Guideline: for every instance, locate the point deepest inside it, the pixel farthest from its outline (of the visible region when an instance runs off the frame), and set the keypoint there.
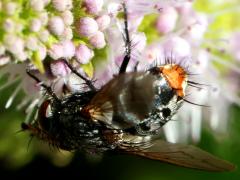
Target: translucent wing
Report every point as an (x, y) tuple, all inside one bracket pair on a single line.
[(184, 155), (127, 95)]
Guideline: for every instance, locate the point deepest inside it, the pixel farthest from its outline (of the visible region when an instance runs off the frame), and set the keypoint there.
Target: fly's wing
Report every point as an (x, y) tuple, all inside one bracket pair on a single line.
[(126, 95), (184, 155)]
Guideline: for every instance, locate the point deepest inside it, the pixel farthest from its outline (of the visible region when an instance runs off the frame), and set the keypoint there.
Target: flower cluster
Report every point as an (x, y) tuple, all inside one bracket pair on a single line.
[(39, 31)]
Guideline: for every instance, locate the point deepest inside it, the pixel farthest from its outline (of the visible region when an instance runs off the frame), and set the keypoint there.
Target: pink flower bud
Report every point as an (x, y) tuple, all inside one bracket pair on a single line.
[(167, 20), (35, 25), (68, 49), (4, 60), (43, 17), (74, 83), (37, 5), (93, 6), (67, 17), (83, 54), (14, 44), (87, 27), (56, 25), (197, 25), (2, 50), (67, 34), (59, 68), (97, 40), (46, 2), (62, 5), (44, 36), (32, 43), (21, 56), (42, 52), (10, 8), (103, 22), (9, 25), (56, 51)]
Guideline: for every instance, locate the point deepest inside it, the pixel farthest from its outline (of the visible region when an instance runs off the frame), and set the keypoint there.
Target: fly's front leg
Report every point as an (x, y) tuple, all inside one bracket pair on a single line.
[(127, 40)]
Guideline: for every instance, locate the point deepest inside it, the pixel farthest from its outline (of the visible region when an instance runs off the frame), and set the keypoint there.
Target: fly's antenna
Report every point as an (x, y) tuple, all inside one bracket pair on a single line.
[(47, 88), (127, 40), (87, 81)]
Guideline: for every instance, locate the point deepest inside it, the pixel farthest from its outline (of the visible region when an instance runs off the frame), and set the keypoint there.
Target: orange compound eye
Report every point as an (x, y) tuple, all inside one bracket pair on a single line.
[(176, 77)]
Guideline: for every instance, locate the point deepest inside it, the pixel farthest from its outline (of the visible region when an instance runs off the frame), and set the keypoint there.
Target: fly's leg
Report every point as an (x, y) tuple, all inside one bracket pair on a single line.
[(87, 81), (47, 88), (127, 40)]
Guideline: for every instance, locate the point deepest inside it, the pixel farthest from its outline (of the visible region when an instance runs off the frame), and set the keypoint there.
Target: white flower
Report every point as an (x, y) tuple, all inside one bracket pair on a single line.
[(35, 25), (83, 54), (37, 5), (103, 22), (67, 17), (98, 40), (62, 5), (9, 25), (56, 25), (93, 6)]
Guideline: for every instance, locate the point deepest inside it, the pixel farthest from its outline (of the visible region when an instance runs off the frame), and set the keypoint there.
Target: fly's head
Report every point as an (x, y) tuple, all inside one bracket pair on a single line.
[(169, 86)]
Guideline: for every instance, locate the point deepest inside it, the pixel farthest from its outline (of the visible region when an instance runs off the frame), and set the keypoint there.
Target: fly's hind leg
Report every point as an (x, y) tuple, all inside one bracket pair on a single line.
[(46, 87), (127, 40)]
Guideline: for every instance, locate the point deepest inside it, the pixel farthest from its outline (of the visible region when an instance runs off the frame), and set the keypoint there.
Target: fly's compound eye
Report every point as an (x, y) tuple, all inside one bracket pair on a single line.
[(166, 112), (144, 126)]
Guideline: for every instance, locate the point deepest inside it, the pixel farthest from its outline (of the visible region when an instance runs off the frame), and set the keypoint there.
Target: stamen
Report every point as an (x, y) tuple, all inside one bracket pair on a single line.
[(10, 100)]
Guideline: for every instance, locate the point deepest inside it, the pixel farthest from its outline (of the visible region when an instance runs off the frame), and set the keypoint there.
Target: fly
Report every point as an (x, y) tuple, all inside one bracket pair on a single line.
[(124, 115)]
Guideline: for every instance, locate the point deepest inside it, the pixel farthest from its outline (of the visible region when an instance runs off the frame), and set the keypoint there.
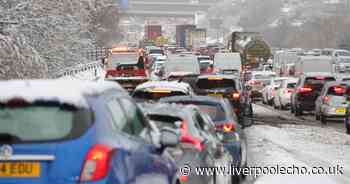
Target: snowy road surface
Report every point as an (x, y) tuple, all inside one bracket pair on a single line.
[(280, 139)]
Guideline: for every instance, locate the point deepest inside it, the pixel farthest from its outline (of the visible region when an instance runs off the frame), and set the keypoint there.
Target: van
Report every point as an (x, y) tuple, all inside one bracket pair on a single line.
[(228, 62), (309, 64)]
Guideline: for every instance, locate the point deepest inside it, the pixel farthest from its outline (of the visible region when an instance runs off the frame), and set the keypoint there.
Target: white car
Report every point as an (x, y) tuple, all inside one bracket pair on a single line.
[(284, 92), (269, 91)]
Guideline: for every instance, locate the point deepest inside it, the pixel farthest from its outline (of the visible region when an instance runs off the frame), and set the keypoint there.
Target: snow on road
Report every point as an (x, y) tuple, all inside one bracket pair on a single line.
[(299, 145)]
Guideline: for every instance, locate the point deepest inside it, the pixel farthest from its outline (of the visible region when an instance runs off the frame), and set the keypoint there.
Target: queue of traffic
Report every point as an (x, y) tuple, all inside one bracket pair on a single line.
[(306, 81), (152, 115)]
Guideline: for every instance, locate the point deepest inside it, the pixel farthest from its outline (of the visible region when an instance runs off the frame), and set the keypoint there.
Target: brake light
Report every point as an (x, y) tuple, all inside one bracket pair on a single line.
[(325, 99), (226, 127), (305, 89), (339, 90), (236, 96), (96, 163), (320, 77), (288, 91)]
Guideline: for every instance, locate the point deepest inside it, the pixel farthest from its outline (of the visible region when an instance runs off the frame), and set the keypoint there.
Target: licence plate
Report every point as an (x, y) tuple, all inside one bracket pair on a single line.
[(20, 169), (340, 110), (216, 95)]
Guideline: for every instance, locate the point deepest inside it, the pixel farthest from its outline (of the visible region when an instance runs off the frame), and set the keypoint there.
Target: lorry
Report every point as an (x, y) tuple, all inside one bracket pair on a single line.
[(127, 67), (195, 38), (181, 34), (254, 50), (152, 32)]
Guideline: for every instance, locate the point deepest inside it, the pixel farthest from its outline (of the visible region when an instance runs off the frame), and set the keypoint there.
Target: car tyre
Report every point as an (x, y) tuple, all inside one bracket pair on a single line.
[(317, 117), (323, 119), (298, 111)]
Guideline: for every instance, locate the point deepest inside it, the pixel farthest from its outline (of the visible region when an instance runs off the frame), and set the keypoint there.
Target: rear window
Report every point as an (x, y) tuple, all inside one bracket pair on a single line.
[(291, 85), (155, 96), (42, 122), (216, 112), (263, 77), (338, 91), (317, 82), (215, 84), (337, 100), (170, 121)]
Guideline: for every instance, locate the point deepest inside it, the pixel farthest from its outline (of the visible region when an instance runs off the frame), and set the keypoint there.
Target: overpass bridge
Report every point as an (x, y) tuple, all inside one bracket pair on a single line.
[(167, 8)]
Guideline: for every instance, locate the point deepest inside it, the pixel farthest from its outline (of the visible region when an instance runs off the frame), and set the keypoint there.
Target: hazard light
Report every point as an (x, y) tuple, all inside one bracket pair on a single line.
[(120, 49)]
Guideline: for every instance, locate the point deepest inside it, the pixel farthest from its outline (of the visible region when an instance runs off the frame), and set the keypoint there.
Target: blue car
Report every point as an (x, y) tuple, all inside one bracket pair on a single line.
[(59, 131)]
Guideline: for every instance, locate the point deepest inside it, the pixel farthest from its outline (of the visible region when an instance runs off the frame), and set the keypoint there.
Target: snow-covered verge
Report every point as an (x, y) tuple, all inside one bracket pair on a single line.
[(298, 145), (52, 35)]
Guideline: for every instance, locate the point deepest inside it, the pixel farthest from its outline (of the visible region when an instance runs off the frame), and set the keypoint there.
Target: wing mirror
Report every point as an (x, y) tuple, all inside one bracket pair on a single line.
[(169, 137), (248, 88)]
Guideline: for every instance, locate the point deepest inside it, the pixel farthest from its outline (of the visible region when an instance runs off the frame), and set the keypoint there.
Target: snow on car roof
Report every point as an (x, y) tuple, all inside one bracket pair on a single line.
[(71, 92), (173, 85)]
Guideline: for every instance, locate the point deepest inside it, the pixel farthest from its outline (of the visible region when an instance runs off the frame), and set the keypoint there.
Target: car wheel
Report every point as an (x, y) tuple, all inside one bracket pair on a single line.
[(317, 117), (298, 111), (323, 119)]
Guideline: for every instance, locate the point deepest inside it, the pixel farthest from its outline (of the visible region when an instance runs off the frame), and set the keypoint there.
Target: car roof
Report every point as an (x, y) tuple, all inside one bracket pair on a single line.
[(314, 74), (173, 85), (335, 83), (168, 109), (73, 92), (218, 75), (192, 98)]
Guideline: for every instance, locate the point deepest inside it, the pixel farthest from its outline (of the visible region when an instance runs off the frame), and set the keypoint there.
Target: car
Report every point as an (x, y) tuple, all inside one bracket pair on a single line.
[(226, 86), (72, 131), (206, 66), (199, 143), (152, 91), (256, 81), (307, 90), (332, 102), (282, 98), (269, 91), (226, 122)]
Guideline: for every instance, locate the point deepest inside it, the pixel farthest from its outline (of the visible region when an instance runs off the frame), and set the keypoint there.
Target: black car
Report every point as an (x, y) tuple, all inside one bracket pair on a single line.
[(220, 111), (226, 86), (199, 143), (307, 90)]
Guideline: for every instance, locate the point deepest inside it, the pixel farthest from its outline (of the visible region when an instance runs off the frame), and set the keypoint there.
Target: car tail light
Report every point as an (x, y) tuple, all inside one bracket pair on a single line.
[(305, 89), (96, 163), (339, 90), (226, 127), (254, 82), (236, 96), (325, 99), (288, 91)]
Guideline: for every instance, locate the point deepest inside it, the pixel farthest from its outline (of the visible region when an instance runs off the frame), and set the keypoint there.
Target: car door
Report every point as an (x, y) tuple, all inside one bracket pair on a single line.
[(147, 156)]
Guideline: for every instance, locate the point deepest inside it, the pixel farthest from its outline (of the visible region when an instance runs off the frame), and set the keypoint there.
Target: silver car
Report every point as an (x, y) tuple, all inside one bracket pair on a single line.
[(332, 103)]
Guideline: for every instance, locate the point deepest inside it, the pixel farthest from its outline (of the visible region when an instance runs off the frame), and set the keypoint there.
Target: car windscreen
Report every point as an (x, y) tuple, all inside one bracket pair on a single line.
[(215, 84), (182, 64), (122, 59), (317, 83), (156, 51), (204, 65), (337, 100), (155, 96), (42, 122), (291, 85)]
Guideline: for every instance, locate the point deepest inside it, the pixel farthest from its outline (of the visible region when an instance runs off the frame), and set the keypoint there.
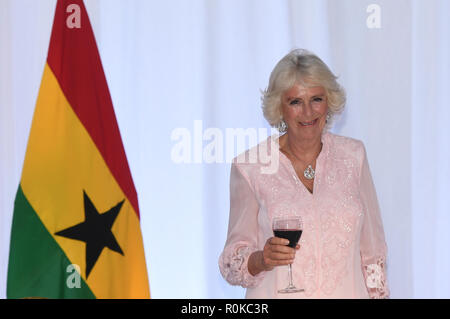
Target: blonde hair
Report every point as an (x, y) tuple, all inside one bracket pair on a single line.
[(305, 68)]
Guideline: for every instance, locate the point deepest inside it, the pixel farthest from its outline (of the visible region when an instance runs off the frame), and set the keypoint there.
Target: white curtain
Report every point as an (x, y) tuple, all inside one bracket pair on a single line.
[(201, 64)]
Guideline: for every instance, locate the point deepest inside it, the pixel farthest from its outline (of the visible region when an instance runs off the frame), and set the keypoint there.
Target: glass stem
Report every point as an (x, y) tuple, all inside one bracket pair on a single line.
[(291, 284)]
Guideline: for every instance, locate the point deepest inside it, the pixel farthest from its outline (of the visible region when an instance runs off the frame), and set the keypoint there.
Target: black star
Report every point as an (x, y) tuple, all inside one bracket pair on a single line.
[(95, 231)]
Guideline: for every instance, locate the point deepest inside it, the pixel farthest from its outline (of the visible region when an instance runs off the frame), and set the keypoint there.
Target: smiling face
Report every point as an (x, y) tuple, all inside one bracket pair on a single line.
[(304, 110)]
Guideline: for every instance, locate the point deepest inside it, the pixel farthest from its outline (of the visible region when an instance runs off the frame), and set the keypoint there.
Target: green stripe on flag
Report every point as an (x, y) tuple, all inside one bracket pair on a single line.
[(37, 265)]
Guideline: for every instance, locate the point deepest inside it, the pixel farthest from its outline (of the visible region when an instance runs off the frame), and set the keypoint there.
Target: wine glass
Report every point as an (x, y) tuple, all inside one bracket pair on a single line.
[(289, 228)]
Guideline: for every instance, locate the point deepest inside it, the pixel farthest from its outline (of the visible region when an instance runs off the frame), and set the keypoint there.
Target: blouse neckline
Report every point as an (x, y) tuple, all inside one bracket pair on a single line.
[(319, 164)]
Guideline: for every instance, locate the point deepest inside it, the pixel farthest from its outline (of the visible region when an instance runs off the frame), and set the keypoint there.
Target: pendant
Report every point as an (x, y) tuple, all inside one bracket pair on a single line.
[(309, 172)]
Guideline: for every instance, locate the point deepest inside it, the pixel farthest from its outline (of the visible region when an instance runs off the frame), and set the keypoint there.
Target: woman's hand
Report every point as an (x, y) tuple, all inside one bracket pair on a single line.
[(275, 253)]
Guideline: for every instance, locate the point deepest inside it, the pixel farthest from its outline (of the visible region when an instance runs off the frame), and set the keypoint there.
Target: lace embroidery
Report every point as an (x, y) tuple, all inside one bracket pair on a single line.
[(376, 280), (234, 266)]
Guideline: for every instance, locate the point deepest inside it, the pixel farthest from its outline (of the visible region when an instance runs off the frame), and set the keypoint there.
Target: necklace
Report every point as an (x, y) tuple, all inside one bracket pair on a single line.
[(309, 172)]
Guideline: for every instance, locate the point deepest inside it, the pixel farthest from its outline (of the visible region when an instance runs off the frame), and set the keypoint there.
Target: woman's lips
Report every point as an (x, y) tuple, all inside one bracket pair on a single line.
[(312, 123)]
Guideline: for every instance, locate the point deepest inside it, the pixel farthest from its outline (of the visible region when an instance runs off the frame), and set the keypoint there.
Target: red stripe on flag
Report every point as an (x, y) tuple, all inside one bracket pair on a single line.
[(74, 59)]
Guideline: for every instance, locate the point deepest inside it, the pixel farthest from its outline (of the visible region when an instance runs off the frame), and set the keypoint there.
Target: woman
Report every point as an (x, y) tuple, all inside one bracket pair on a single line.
[(322, 177)]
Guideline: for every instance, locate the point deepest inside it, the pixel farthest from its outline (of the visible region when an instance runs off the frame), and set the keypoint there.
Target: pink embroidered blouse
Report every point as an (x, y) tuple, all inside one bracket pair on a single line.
[(343, 250)]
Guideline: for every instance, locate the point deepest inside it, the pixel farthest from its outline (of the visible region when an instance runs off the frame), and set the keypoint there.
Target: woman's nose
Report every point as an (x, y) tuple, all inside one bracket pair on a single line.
[(307, 109)]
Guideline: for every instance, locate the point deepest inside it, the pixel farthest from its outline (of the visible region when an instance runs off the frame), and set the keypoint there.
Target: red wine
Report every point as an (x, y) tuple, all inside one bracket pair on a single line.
[(293, 235)]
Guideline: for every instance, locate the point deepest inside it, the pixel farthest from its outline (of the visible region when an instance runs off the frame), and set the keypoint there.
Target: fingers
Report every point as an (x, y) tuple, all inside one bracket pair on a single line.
[(276, 253)]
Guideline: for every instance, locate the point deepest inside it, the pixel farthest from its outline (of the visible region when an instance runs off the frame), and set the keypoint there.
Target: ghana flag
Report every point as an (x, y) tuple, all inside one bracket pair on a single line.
[(76, 227)]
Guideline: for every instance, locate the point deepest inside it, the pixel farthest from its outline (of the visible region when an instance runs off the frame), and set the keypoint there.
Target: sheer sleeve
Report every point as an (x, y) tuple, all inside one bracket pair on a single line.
[(242, 232), (372, 246)]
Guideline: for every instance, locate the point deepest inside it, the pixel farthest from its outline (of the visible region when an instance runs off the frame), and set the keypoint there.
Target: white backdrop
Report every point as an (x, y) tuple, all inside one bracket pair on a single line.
[(170, 63)]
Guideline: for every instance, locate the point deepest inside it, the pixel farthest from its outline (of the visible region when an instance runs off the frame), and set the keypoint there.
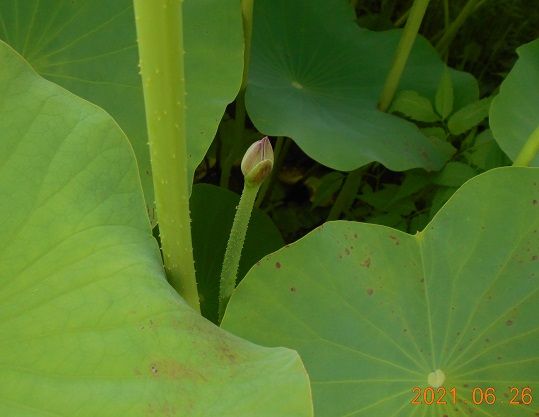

**TASK TO CARRY OUT**: Turn the data from its first line up to and including the line with "25), (56, 51)]" into a JSON list of strings, one string per line, skipping blank lines and leaving out the pictures.

**COMPLETE ANSWER**:
[
  "Guideline: for every instance, locate the point deepest inside it, the pixel farthest from its outline (of the visible region when an instance runs off the frame), and set the keypoint there.",
  "Target: translucent wing",
  "Report every point as an (x, y) tuple, all inside one bracket pair on a single line.",
  "[(184, 155), (127, 95)]",
  "Guideline: for every instance, locate the point deepest inside it, the pixel farthest from its outline (of the visible region when an instance runs off the frame), and set the keypoint there.",
  "Target: fly's wing",
  "Report every point as an (x, y) tuple, all inside one bracket pair on a single line.",
  "[(126, 95), (184, 155)]",
  "Guideline: for every instance, locate the point deepest inside it, the pixel farthest from its outline (of the visible region when an instance runs off the frame), and set the keypoint there.",
  "Target: flower cluster",
  "Report every point as an (x, y) tuple, all inside one bracket pair on a single line.",
  "[(39, 31)]",
  "Guideline: for every instance, locate the point deepest inside it, the pixel farthest from its outline (of the visible region when an instance runs off the frame), and set the keypoint there.",
  "Target: pink flower bud",
  "Report every point as an (x, y) tuple, all inside one bracket pair on a single line.",
  "[(167, 20), (35, 25), (68, 49), (4, 60), (43, 17), (74, 83), (37, 5), (93, 6), (67, 17), (83, 54), (14, 44), (87, 27), (56, 25), (197, 25), (2, 50), (67, 34), (59, 68), (97, 40), (46, 2), (62, 5), (44, 36), (32, 43), (21, 56), (42, 52), (10, 8), (103, 22), (9, 25), (56, 51)]"
]